YOUR INSTRUCTIONS: Turn the material from the line with "Provide the segmentation of every instance of the <item>white" to the line with "104 45 L 104" into a CSV with the columns instruction and output, giving one row for each request, with its text under instruction and its answer under output. Put each value in a single quoted field, replacing line breaks with spaces.

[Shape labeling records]
* BEGIN *
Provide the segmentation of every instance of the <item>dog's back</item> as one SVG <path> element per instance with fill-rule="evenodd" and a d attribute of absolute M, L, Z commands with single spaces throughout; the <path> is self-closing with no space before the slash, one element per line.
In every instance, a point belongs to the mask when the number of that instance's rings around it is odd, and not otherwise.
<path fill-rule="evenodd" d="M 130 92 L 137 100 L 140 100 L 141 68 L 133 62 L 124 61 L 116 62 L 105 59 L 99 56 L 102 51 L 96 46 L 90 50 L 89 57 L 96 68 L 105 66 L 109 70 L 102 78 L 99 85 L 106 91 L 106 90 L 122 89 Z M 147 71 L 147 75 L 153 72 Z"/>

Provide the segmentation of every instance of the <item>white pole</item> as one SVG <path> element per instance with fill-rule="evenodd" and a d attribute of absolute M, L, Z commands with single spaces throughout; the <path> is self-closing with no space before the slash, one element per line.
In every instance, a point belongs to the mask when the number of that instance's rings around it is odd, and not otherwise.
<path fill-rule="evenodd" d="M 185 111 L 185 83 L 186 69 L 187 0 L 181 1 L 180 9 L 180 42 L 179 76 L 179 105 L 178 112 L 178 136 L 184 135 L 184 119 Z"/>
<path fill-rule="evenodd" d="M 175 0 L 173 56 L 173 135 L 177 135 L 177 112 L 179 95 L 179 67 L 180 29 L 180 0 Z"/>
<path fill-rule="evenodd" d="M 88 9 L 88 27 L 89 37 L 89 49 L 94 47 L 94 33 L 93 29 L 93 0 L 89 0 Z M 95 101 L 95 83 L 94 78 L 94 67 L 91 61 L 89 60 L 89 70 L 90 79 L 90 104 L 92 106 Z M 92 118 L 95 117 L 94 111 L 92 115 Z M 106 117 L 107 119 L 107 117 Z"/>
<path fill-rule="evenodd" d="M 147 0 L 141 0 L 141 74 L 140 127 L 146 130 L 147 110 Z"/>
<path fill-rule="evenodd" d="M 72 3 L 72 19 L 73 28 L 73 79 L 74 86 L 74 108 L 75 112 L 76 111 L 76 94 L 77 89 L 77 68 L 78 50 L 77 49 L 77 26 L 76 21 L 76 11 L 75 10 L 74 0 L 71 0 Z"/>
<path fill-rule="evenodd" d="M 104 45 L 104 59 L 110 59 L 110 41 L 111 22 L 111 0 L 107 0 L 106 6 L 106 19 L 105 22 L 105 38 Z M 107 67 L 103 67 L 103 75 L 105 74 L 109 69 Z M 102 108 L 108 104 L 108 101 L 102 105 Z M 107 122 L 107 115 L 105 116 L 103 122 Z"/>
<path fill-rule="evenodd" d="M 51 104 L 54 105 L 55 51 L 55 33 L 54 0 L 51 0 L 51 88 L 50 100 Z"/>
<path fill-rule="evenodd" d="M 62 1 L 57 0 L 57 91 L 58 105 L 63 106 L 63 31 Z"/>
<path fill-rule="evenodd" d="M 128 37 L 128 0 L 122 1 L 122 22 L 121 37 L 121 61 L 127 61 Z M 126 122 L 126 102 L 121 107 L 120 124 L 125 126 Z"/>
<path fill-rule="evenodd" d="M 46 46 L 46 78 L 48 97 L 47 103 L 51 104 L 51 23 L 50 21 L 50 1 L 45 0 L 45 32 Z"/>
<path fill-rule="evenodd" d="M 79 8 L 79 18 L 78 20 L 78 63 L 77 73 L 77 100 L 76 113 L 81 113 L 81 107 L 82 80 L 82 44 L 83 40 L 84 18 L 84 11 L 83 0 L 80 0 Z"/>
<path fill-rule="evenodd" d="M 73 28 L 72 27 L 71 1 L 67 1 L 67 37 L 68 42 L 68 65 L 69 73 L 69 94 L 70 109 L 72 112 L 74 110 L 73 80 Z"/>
* END *
THE RESPONSE:
instruction,output
"Provide the segmentation of every instance of the <item>white pole</item> as one SVG <path> element per instance with fill-rule=""evenodd"" and a d attribute of absolute M, L, Z commands with single spaces throughout; the <path> is self-closing with no space before the slash, one element per line. In every instance, a point belongs to the mask when the number of that instance's rings around it is odd, and not otherwise.","<path fill-rule=""evenodd"" d=""M 185 111 L 185 83 L 186 69 L 187 0 L 181 1 L 180 9 L 180 42 L 179 76 L 179 105 L 178 112 L 178 136 L 184 135 L 184 119 Z""/> <path fill-rule=""evenodd"" d=""M 175 0 L 173 56 L 173 135 L 177 135 L 177 112 L 179 95 L 179 67 L 180 29 L 180 0 Z""/> <path fill-rule=""evenodd"" d=""M 88 9 L 88 27 L 89 37 L 89 49 L 94 47 L 94 33 L 93 29 L 93 0 L 89 0 Z M 95 101 L 95 83 L 94 78 L 94 67 L 91 61 L 89 60 L 89 70 L 90 79 L 90 104 L 92 106 Z M 92 118 L 95 117 L 94 111 L 92 115 Z M 106 117 L 107 119 L 107 117 Z""/> <path fill-rule=""evenodd"" d=""M 147 0 L 141 0 L 141 74 L 140 127 L 146 130 L 147 110 Z""/> <path fill-rule=""evenodd"" d=""M 72 3 L 72 19 L 73 28 L 73 79 L 74 86 L 74 108 L 75 112 L 76 111 L 76 94 L 77 89 L 77 68 L 78 50 L 77 49 L 77 26 L 76 21 L 76 11 L 75 10 L 74 0 L 71 0 Z""/> <path fill-rule=""evenodd"" d=""M 104 45 L 104 59 L 110 59 L 110 41 L 111 22 L 111 0 L 107 0 L 106 6 L 106 19 L 105 22 L 105 38 Z M 107 67 L 103 67 L 103 75 L 105 74 L 109 69 Z M 102 108 L 108 104 L 108 101 L 102 105 Z M 107 122 L 107 115 L 105 116 L 103 122 Z""/>"